### Exercise passage ###

The role most wives of a reigning monarch would undertake is the final perspective Weir presents in this tome. After her marriage to Henry Tudor, Elizabeth wasted no time in her queenly duties, a yoke left to all wives; giving birth to a son, which is all the more important when the realm requires an heir to the throne. Elizabeth brought forth Arthur, who would be the professed next in the line of succession. However, her wifely duties did not end there, as she bore seven additional children. Her three eldest have received the most discussion in history, predominantly because they reached the age of maturity and could play key roles in Elizabeth’s duties of marriage negotiator, as mentioned above. Elizabeth suffered much pain as a mother throughout her time as queen, losing numerous children in infancy. This did not deter her to continue having children, though there is no doubt that the strain took its toll. Weir speculates that Elizabeth did mourn in a way appropriate for the time, though her fertile womb was not without child for any significant period of time. It was the death of Prince Arthur that Weir uses to show the depths of Elizabeth’s sorrow, where she not only lost her first-born, but also the heir to the throne. Additionally, Weir draws effective parallels between Elizabeth’s loss and that her mother suffered when the princes were presumably murdered in the Tower of London. Although she did conceive another child soon after his death, this would be her last, as she succumbed to complications after the birth and perished on her 36th birthday. The mourning undertaken within the court upon her death was significant and Weir chronicles the pomp invested in her funeral services. Weir also denotes that both Henry VII and Henry VIII memorialised her in their own ways, erecting monuments and speaking fondly of her throughout their reigns. While locked into the life of a monarch, Elizabeth of York never lost touch with her materialistic or sentimental side, even if her second son lacked the compassion she presented during their years together.

### Available data ###

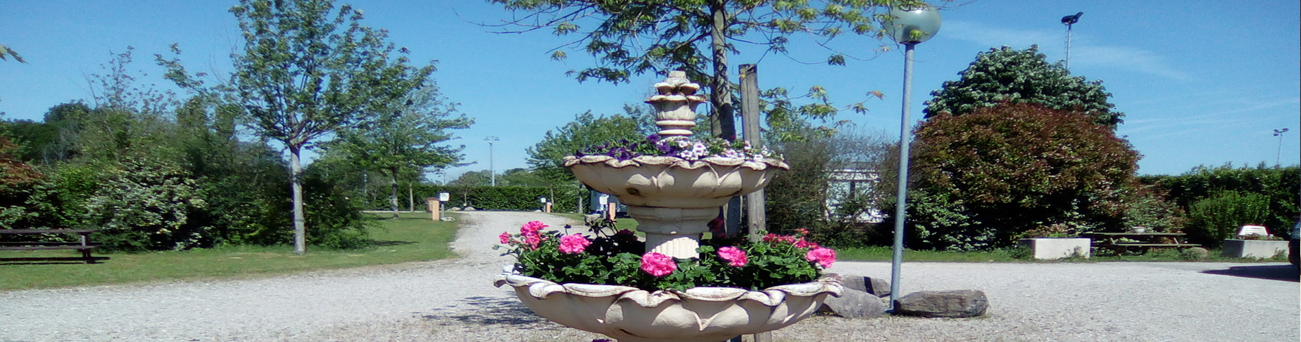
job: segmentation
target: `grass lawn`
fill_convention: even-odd
[[[451,216],[457,216],[451,213]],[[389,217],[389,215],[376,216]],[[459,217],[458,217],[459,218]],[[216,248],[147,254],[95,254],[109,256],[99,264],[3,263],[0,291],[176,280],[246,278],[315,269],[351,268],[436,260],[454,256],[448,243],[455,222],[432,222],[428,213],[402,213],[377,220],[371,238],[377,246],[363,250],[321,250],[307,255],[293,246],[222,246]],[[0,251],[0,257],[79,256],[75,251]]]

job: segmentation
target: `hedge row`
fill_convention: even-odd
[[[406,190],[406,189],[402,189]],[[407,191],[399,191],[399,208],[407,205]],[[578,205],[579,190],[574,186],[565,187],[532,187],[532,186],[441,186],[441,185],[415,185],[411,194],[415,196],[416,209],[423,209],[425,198],[437,198],[438,192],[449,192],[451,200],[444,207],[474,207],[487,211],[537,211],[543,208],[539,198],[546,198],[556,203],[552,207],[556,212],[574,212]],[[583,191],[587,195],[587,191]],[[388,209],[388,194],[371,194],[367,207],[373,209]]]

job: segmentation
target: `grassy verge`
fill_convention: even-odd
[[[320,250],[307,246],[297,255],[291,246],[222,246],[216,248],[148,254],[95,254],[109,256],[100,264],[0,263],[0,290],[88,286],[174,280],[243,278],[315,269],[351,268],[436,260],[454,254],[448,243],[457,235],[454,222],[432,222],[427,213],[402,213],[379,220],[371,230],[375,247]],[[0,251],[0,257],[79,256],[73,251]]]

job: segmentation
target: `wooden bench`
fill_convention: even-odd
[[[107,256],[91,256],[91,251],[99,243],[90,243],[90,233],[98,229],[0,229],[0,234],[36,235],[36,234],[78,234],[81,242],[0,242],[0,251],[43,251],[43,250],[75,250],[81,251],[81,257],[36,256],[36,257],[0,257],[0,261],[85,261],[94,264],[99,260],[108,260]]]
[[[1197,243],[1184,243],[1180,238],[1184,233],[1084,233],[1084,237],[1093,238],[1093,246],[1112,250],[1116,252],[1128,251],[1131,248],[1141,250],[1147,252],[1151,248],[1192,248],[1201,247]],[[1170,239],[1171,243],[1160,242],[1160,239]],[[1123,242],[1119,239],[1132,239],[1134,242]]]

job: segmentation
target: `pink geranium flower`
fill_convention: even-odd
[[[592,244],[585,237],[574,234],[561,237],[561,251],[567,254],[580,254],[587,250],[587,246]]]
[[[543,235],[537,234],[524,235],[524,243],[528,243],[528,247],[531,247],[531,250],[537,250],[537,244],[543,243]]]
[[[799,239],[795,241],[795,247],[796,248],[817,248],[817,243],[813,243],[813,242],[807,241],[804,238],[799,238]]]
[[[749,260],[745,257],[745,251],[736,247],[722,247],[718,248],[718,257],[727,260],[729,265],[744,267]]]
[[[669,276],[678,269],[678,263],[673,261],[673,257],[667,255],[648,252],[641,256],[641,270],[650,273],[650,276],[664,277]]]
[[[835,263],[835,251],[831,248],[817,247],[805,252],[804,259],[817,263],[822,268],[831,268],[831,264]]]

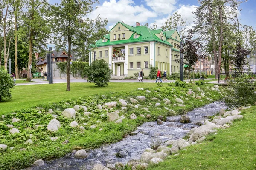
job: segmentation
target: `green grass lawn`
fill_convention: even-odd
[[[201,144],[171,156],[148,170],[256,169],[256,106],[242,111],[244,119],[207,136]]]
[[[72,83],[70,84],[70,91],[66,91],[66,83],[15,86],[12,90],[12,99],[8,100],[4,99],[0,102],[0,115],[16,109],[57,102],[64,99],[74,99],[109,92],[128,91],[138,88],[150,88],[156,86],[154,83],[109,83],[108,87],[98,87],[93,83]]]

###

Instructions
1. In the passage on Elizabeth of York, how many children did she bear after Arthur?
2. Please continue the passage on Elizabeth of York, picking up after its last sentence.

Answers for this exercise
1. Seven.

2.
Taking the entire biography into account, Weir does an effective job at not only recounting a thorough story of Elizabeth of York, but utilises a number of documents to augment the story and arguments she presents. Weir is known for her strong narrative and revealing new truths not yet part of the general historical discussion. Her tedious work researching a number of documents and piecing parallels together offer the reader new insight into events previously seen as moving in another direction. Research related to the murders ordered by Richard III and the sentiments Elizabeth felt were vague, though Weir sought to pull them into the forefront of their respective parts of the tome. With a clear presentation and chapters that pull together poignant pieces of the story, Weir offers the reader a full biography of a woman who lived only a short time, though perhaps on par with her contemporaries, who were known to die in childbirth. The book captivates the curious reader while offering much insight and new dialogue into a time that preceded some of the important years of the English monarchy, those being Henry VIII’s long and dramatic rule over the realm.

Kudos, Madam Weir for this wonderful biography. I found myself able to answer some of the earlier questions I had about the Tudors, as well as curious about a number of other characters, whose lives intersect with your other biographical subjects.